=== Records supplied ===
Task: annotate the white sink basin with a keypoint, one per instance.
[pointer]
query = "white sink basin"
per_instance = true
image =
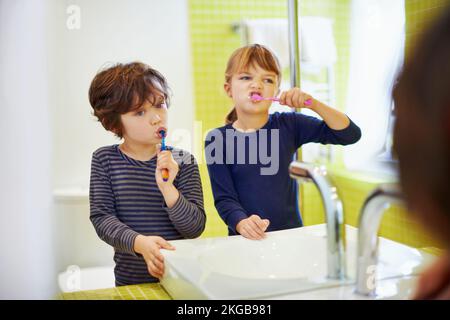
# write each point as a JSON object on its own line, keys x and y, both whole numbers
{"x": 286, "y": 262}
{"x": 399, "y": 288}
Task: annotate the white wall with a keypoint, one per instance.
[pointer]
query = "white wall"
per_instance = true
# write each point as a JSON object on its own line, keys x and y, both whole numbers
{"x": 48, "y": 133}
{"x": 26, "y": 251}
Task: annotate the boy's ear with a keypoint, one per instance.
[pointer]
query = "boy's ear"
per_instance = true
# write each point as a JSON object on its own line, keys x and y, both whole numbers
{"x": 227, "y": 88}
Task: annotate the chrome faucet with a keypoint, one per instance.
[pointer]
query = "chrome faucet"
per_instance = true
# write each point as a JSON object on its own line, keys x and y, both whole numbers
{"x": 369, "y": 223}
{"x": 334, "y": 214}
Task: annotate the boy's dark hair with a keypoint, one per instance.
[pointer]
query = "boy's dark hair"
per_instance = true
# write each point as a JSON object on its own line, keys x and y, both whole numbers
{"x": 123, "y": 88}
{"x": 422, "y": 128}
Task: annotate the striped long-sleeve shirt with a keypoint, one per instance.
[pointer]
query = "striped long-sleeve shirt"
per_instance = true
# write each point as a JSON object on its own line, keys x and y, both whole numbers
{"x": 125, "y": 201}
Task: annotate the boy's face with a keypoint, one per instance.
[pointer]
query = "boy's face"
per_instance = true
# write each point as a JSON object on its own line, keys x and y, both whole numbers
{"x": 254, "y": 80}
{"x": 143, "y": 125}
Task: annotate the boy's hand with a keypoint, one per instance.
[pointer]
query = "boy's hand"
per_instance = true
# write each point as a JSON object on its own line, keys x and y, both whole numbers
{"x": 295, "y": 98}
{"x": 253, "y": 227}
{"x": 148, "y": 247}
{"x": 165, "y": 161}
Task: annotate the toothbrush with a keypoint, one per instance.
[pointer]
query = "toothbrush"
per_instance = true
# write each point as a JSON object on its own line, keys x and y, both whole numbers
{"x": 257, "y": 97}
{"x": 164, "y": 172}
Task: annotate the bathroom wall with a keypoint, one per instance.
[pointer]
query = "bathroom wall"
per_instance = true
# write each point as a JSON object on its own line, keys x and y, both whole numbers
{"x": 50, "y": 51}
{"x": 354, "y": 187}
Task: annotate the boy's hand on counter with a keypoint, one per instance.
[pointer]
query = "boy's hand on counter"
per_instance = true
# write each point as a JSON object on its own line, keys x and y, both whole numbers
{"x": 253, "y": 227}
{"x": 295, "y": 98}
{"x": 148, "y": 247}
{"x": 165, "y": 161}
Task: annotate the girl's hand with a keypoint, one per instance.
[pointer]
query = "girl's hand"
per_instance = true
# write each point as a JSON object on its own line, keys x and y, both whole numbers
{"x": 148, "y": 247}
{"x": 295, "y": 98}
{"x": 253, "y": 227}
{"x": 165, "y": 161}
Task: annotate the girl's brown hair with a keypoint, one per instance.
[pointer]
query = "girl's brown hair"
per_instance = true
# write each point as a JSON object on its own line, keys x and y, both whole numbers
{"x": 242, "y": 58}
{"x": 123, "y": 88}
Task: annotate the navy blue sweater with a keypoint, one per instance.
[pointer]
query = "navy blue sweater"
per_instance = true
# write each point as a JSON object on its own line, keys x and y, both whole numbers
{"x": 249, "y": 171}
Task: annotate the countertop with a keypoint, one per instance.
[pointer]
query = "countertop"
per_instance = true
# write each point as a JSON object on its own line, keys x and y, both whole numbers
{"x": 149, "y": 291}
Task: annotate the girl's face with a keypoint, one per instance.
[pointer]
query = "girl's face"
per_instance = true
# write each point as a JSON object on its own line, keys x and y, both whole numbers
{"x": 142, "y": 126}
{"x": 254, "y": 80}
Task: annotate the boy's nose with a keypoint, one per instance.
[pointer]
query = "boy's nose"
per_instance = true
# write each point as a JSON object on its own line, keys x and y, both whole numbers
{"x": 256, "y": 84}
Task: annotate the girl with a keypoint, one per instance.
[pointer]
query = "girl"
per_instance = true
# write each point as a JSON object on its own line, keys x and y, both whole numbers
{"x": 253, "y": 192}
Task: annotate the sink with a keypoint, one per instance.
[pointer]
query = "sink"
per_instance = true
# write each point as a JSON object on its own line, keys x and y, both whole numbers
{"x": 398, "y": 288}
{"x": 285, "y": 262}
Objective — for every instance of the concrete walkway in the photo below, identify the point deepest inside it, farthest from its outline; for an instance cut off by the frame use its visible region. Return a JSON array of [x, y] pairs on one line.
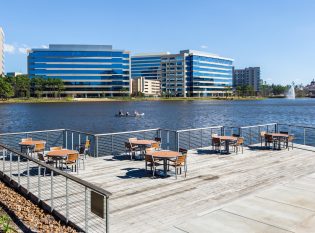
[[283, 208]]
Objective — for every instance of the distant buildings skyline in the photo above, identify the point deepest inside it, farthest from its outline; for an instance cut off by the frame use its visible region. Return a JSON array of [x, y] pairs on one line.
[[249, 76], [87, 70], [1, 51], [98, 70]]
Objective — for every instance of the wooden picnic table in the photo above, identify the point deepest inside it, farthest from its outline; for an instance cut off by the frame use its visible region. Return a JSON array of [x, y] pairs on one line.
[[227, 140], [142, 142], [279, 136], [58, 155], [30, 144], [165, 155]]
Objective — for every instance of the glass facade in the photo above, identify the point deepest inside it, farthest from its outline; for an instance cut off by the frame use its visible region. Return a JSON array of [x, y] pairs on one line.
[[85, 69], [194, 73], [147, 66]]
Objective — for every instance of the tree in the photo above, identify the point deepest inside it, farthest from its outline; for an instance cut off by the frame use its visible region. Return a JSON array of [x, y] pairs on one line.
===
> _Objective_
Rewrite all the records above with every "boy's" swapped for "child's" and nothing else changed. Leave the pictures out of your answer.

> _Exercise result_
Task: annotate the white sink basin with a keypoint, one per instance.
[pointer]
query = "white sink basin"
per_instance = true
image =
# write each point as a JSON object on its own line, keys x and y, both whole numbers
{"x": 286, "y": 262}
{"x": 399, "y": 288}
Task: annotate the white wall with a keypoint, one per instance.
[pointer]
query = "white wall"
per_instance = true
# write each point as a JSON object on its own line, keys x and y, both whole numbers
{"x": 48, "y": 133}
{"x": 26, "y": 251}
Task: annotate the child's ear with a keypoint, one per instance.
[pointer]
query = "child's ear"
per_instance = true
# write each point as a JSON object on its own line, keys x and y, both whole numbers
{"x": 227, "y": 88}
Task: annotate the chrome faucet with a keypoint, one per instance.
[pointer]
query = "chrome faucet"
per_instance = true
# write each point as a JSON object on its own line, keys x and y, both whole numbers
{"x": 369, "y": 223}
{"x": 334, "y": 214}
Task: annotate the child's dark hair with a keypoint, one per instance.
[pointer]
query = "child's dark hair"
per_instance = true
# write each point as a JSON object on its own line, keys x and y, both whole numbers
{"x": 123, "y": 88}
{"x": 422, "y": 128}
Task: annotate the striped long-sleeve shirt with a keypoint, one per instance.
[pointer]
query = "striped long-sleeve shirt"
per_instance = true
# write each point as a JSON object on its own line, keys x and y, both whole numbers
{"x": 125, "y": 201}
Task: annotate the child's face with a keypoint, one per instance.
[pointer]
query = "child's face"
per_instance = true
# write each point as a JSON object on its own line, keys x and y, both whole numbers
{"x": 254, "y": 80}
{"x": 143, "y": 125}
Task: annotate the child's hand with a keypoint, one per instance.
[pointer]
query = "child's hand"
per_instance = true
# write each point as a JSON object on its own line, keys x and y, both whole numbers
{"x": 295, "y": 98}
{"x": 253, "y": 227}
{"x": 148, "y": 247}
{"x": 165, "y": 161}
Task: annotate the toothbrush with a keypoint, one per instance.
[pointer]
query = "toothbrush"
per_instance = true
# write each point as a JSON object on its own line, keys x and y, both whole numbers
{"x": 257, "y": 97}
{"x": 164, "y": 172}
Task: annotate the bathroom wall with a keypoint, one per instance.
[pointer]
query = "bathroom wall"
per_instance = true
# write each point as a JSON object on its own line, keys x and y, both whole numbers
{"x": 50, "y": 51}
{"x": 354, "y": 187}
Task: annotate the child's hand on counter with a keypoint, one per instance.
[pointer]
query = "child's hand on counter"
per_instance = true
# write each point as a JSON object on its own line, keys x and y, both whole numbers
{"x": 253, "y": 227}
{"x": 295, "y": 98}
{"x": 148, "y": 247}
{"x": 165, "y": 161}
Task: annotate the girl's hand with a keypoint, one per instance.
[pointer]
query = "girl's hand"
per_instance = true
# write each point as a JSON object on its own line, keys x and y, both whole numbers
{"x": 148, "y": 247}
{"x": 295, "y": 98}
{"x": 253, "y": 227}
{"x": 165, "y": 161}
Task: annotate the girl's brown hair with a keypoint, one per instance.
[pointer]
query = "girl's brown hair"
per_instance = true
# write each point as a JSON object on its own line, keys x and y, both whole numbers
{"x": 242, "y": 58}
{"x": 123, "y": 88}
Task: annotate the navy blue sweater with a keypoint, one per instance.
[pointer]
query = "navy blue sweater"
per_instance = true
# write each point as a JSON object on its own line, keys x and y, both whole numbers
{"x": 249, "y": 171}
Task: annotate the countertop with a keypoint, one per instance.
[pointer]
query = "countertop"
per_instance = true
# write each point as a JSON object on its own line, keys x and y, both whole numbers
{"x": 149, "y": 291}
Task: annotate the girl's face with a keypoint, one per instance.
[pointer]
query = "girl's face"
per_instance = true
# write each point as a JSON object on its own line, keys x and y, both whole numbers
{"x": 142, "y": 126}
{"x": 254, "y": 80}
Task: annotate the child's nose with a keypoint, one per instance.
[pointer]
query = "child's nose"
per_instance = true
# write each point as a JSON object on its own line, keys x and y, both whole numbers
{"x": 256, "y": 84}
Task: annotate the girl with a keypoint, one per instance.
[pointer]
query = "girl"
per_instance = true
# write each point as a JSON object on its own line, keys x and y, both whole numbers
{"x": 253, "y": 192}
Task: annotate the sink with a keypoint, one per instance.
[pointer]
query = "sink"
per_instance = true
# write each point as a JSON object on its own line, keys x and y, both whole numbers
{"x": 398, "y": 288}
{"x": 285, "y": 262}
Objective — for every instance of the concrete walkway in the photo below, identify the point deepest inside it, farthest from its outline; for an instance cut off by the frame use its visible region. Return a JSON array of [x, y] pairs on one line.
[[283, 208]]
Objective — for every instance of the distant buildings skyline in the photo above, identify the point deepest inside it, farthest from its outline; for an instance cut off by the frame use its visible region. Return a JSON array of [x, y] pairs on one line.
[[249, 76], [87, 70], [1, 51], [98, 70]]
Objective — for every instance of the wooden picnic table in the photo above, identify the point deepest inside it, farthest from its outline; for an instance cut off by the frame use its visible region. Return a JSON array of [x, y] pairs on one line.
[[227, 140], [142, 142], [279, 136], [58, 155], [30, 144], [165, 155]]
Objective — for every instance of the glass facade in the photo above, identify the point deepest inside it, farthest from its outline; for an instance cut off by the frame use its visible region. Return a JSON array of [x, y] pairs on one line.
[[85, 69], [194, 73], [147, 66]]
Objective — for every instance of the tree in the photo above, identify the point deepest inside it, farthest from its outline; for an instance cut off by the frame use its visible region. Return a JSON array of [x, y] pairs on one line.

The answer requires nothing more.